# [Aufgabe]
Beantworten Sie mithilfe des Textauszugs unten folgende Fragen:
1. Was sind Tohu und Bohu nach dem Sohar?
2. Warum wird Philosophie laut Adorno heute von den Studenten nicht mehr verstanden?
3. Wofür diente der gordische Knoten?

# [Textauszug]
━━━
Nach dem Sohar sind Tohu und Bohu der Abgrund (mit der Finsternis darüber) und die Wasser (über denen der Geist Gottes brütet).
Die Kirche ist das steinerne Herz der Welt; aber garantiert dieses steinerne Herz, daß die Pforten der Hölle sie nicht überwältigen? Vgl. Ranke-Graves: Hebräische Mythologie, S. 52f.
Adorno hat einmal festgestellt, daß Philosophie heute deshalb von den Studenten nicht mehr verstanden werde, weil sie aus jedem Satz nur noch heraushören, wofür oder wogegen er sei. Ich glaube, das drückt aufs genaueste aus, was das Bild vom Baum der Erkenntnis des Guten und Bösen im Zusammenhang mit dem Sündenfall bezeichnet.
Der gordische Knoten war der Knoten, mit dem das Joch an die Deichsel des Ochsenkarrens gebunden war. Was ist das Joch, und was ist die Deichsel?
Man kommt der Sache näher, wenn man die transzendentale Logik, den transzendentalen Apparat insgesamt, als eine Gottesfurcht-Vermeidungs-Maschine begreift. Zentrale Bedeutung bei dem Versuch, das zu reflektieren, hat der Weltbegriff.
━━━
# [Gegebene Daten]
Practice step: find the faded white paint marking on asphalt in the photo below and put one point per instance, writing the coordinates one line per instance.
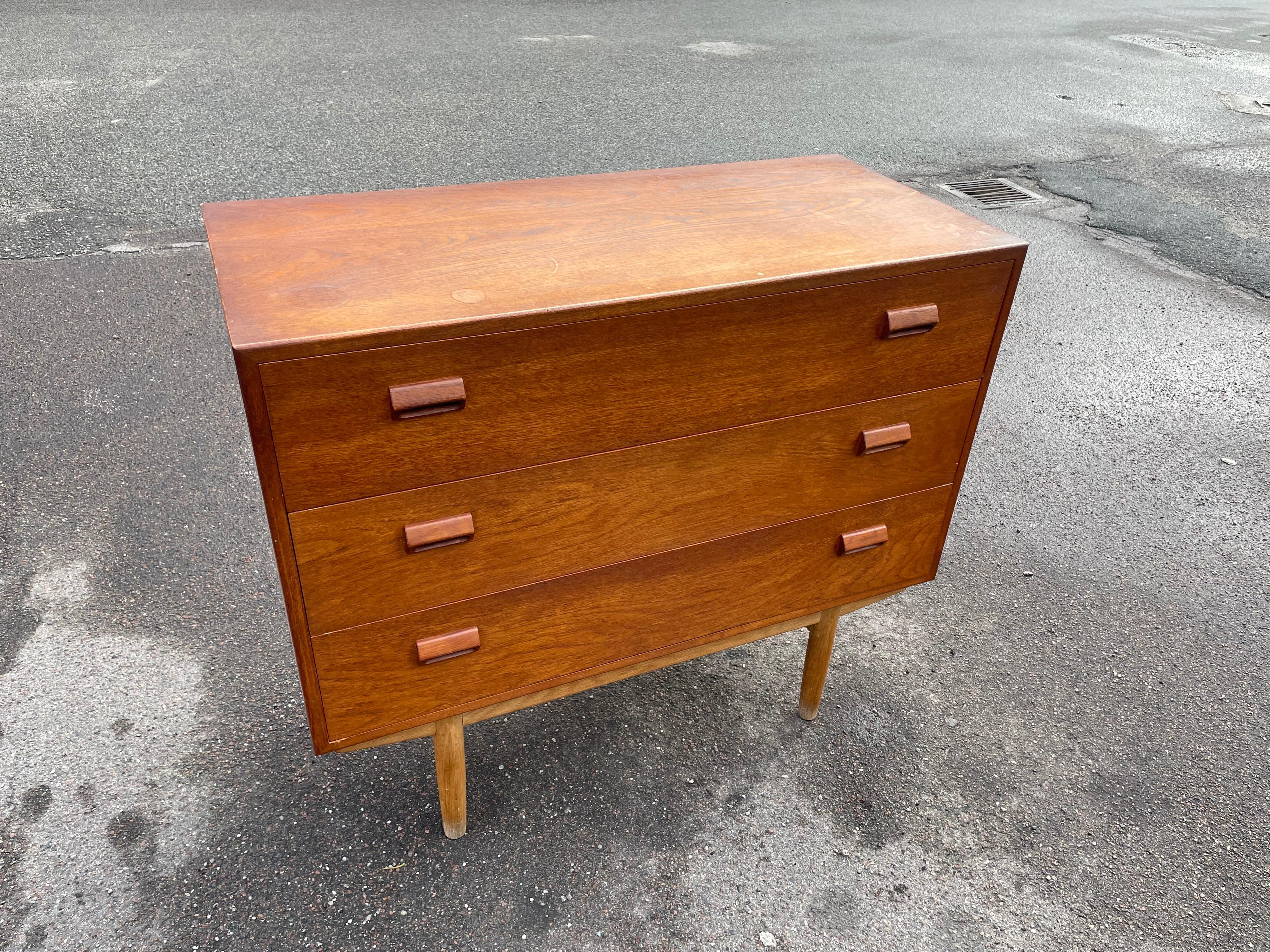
━━━
# [Lösung]
1. Der Abgrund (mit der Finsternis darüber) und die Wasser (über denen der Geist Gottes brütet).
2. Weil die Studenten aus jedem Satz nur noch heraushören, wofür oder wogegen er ist.
3. Mit ihm war das Joch an die Deichsel des Ochsenkarrens gebunden.